**課題:** 次に示す老人性色素斑についての原文を、最後の文の後から引き継いで書き進めてください。

**原文:**
-=-=-=-=-
しみのお悩み
しみのお悩み
老人性色素斑(日光黒子)は、顔や手の甲、腕など日光が当たりやすい部位にできる平らな茶色い「しみ」です。形は円形や楕円形で、境界がはっきりしていることが多いです。一般的には40歳以降に増え始め、自然に消えることはありません。老人性色素斑の一部がすこしずつ盛り上がり、「脂漏性角化症」(できもののお悩みを参照)という「いぼ」ができることもあります。
老人性色素斑は、長年の紫外線暴露や加齢の影響によって、皮膚の表皮ケラチノサイト、メラノサイト、真皮線維芽細胞に異常がおこり、メラニンが増えることで生じます。また、増えたメラニンが分解されにくくなっていることも指摘されています。
日常生活では、日焼け止めや帽子、日傘などの紫外線対策が予防と悪化防止に重要です。老人性色素斑の治療として、当院ではIPL、ピーリング、美白剤の外用をお勧めしております。老人性色素斑と思っても、中には悪性の「しみ」が隠れていることがあるため、皮膚科の正確な診断のもとで安心して治療しましょう。
-=-=-=-=-
**データ一覧:**

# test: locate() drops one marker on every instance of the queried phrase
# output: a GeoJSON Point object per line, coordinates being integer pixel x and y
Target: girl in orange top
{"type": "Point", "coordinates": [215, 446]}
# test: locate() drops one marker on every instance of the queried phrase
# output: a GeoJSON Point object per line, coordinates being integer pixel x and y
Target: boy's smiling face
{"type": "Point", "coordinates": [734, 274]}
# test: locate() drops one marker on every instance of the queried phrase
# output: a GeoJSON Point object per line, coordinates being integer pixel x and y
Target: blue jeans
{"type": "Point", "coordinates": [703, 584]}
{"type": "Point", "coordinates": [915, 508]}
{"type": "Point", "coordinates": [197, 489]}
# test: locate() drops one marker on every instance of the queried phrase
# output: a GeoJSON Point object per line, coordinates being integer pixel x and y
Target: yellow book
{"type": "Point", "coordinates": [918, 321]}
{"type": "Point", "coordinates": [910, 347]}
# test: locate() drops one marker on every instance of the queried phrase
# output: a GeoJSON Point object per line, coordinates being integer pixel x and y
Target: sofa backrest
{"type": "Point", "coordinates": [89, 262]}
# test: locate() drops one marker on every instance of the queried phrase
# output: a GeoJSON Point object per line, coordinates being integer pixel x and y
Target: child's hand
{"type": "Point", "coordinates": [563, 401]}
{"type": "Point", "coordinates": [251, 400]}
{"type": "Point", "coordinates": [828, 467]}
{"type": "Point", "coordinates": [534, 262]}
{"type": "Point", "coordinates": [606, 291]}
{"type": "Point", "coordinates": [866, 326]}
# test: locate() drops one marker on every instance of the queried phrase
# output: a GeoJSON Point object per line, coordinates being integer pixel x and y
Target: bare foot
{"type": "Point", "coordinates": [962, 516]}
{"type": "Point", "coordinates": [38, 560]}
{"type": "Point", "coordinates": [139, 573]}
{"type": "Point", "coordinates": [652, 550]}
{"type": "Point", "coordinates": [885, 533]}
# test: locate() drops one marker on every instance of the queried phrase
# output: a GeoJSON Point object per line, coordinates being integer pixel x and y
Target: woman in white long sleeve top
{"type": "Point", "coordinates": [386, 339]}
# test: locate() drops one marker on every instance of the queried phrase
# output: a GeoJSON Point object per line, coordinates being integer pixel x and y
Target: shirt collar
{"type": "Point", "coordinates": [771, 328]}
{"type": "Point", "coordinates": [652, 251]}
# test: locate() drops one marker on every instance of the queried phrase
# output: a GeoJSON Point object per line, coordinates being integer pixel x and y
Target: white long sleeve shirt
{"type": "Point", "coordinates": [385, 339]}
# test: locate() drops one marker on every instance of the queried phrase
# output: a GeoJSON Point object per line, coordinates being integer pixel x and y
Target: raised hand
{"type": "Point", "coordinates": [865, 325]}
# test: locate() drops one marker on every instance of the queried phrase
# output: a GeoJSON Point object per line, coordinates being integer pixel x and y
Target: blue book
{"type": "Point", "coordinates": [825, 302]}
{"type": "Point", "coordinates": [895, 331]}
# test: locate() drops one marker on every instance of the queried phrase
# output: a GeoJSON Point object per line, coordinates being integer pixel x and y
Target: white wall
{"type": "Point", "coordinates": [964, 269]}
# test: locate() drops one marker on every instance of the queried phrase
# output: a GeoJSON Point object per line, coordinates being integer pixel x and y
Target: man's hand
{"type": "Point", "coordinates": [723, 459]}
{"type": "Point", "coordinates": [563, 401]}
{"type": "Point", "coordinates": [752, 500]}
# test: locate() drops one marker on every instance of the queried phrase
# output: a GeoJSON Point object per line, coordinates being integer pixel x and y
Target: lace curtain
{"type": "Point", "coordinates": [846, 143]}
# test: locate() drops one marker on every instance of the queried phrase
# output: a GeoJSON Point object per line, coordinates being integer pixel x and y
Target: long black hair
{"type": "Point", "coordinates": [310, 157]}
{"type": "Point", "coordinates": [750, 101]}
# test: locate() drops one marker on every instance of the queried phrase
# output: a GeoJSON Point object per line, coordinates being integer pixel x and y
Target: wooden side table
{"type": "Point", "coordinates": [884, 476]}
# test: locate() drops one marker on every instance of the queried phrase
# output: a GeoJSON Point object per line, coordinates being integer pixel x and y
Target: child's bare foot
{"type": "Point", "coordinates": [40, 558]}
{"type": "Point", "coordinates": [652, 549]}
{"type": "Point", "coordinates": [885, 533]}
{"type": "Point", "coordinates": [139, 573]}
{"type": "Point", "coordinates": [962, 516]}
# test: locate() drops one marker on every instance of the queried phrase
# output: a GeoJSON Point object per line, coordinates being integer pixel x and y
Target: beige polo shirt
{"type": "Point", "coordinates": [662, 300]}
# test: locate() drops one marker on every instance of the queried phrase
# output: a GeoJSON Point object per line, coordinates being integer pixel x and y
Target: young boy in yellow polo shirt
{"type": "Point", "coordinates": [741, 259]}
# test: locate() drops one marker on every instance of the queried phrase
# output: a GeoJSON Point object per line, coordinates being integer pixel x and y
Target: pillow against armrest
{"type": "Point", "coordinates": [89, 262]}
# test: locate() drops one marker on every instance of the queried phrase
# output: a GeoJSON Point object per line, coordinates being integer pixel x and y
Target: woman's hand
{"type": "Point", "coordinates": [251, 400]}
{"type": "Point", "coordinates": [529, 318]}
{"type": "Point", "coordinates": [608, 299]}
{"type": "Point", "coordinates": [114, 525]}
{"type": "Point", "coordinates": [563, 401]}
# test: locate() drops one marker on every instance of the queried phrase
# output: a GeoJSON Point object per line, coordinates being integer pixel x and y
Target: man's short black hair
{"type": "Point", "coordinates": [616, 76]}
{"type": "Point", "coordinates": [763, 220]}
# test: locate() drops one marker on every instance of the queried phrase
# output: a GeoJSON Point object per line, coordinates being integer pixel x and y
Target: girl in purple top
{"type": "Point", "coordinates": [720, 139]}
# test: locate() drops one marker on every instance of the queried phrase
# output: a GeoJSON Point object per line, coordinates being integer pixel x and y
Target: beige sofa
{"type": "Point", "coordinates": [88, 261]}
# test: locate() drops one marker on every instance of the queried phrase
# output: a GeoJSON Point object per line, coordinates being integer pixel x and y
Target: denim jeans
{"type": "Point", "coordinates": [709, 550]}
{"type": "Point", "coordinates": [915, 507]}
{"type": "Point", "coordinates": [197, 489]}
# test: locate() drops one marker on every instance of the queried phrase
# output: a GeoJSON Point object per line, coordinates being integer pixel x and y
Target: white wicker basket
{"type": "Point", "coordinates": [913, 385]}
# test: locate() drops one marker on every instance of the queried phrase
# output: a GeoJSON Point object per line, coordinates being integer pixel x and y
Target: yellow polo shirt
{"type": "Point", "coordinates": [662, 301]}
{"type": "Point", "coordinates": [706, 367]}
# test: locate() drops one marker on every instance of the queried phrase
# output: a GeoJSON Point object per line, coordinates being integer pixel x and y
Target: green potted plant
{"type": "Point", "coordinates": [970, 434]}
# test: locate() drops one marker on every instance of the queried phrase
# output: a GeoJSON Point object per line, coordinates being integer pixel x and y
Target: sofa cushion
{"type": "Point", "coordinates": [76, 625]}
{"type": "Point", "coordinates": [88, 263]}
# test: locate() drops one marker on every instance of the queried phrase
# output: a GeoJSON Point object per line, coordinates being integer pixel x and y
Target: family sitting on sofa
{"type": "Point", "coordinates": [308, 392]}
-=-=-=-=-
**課題の解答:**
肝斑は、30〜50代の女性に多くみられる左右対称の茶色い色素斑で、頬骨付近や額、口のまわりに広がり、まぶたには通常みられないのが特徴です。稀ではありますが、男性にみられることもあります。
肝斑はメラノサイトの活性化によってメラニン産生が亢進している状態で、長年の紫外線暴露による真皮の変化や角層のバリア機能不全、毛細血管の増生なども指摘されています。悪化因子としては、紫外線、女性ホルモン(妊娠・経口避妊薬など)、摩擦などが知られています。
治療は①摩擦を避けること、②蓄積したメラニンを軽減すること、③紫外線による真皮の変化や毛細血管増生へのケアで、当院ではトラネキサム酸などの内服薬、美白剤の外用、イオン導入、ピーリングをお勧めしております。日常生活では、日焼け止めや帽子、日傘などの紫外線対策とともに、こすらないスキンケアやメイクを徹底することが重要です。刺激の強い治療を行うとかえって悪化しやすく、継続的なケアが大切です。
「雀卵斑(じゃくらんはん)」とは「そばかす」とのことで、遺伝的要因が強く関与しています。頬や鼻の周りに散らばるように小さな茶色い斑点が現れます。幼少期に生じ、思春期に悪化して、その後は加齢とともに薄くなっていくと言われています。夏に紫外線で悪化しやすいため、日焼け止めや帽子・日傘などによる紫外線対策が重要です。治療のご希望があれば、当院ではIPLをお勧めしております。薄い雀卵斑は1回の治療で改善がみられることが多く、濃いものは回数を要します。遺伝的要因が関与しているため、長期的には少しずつ再発することがあります。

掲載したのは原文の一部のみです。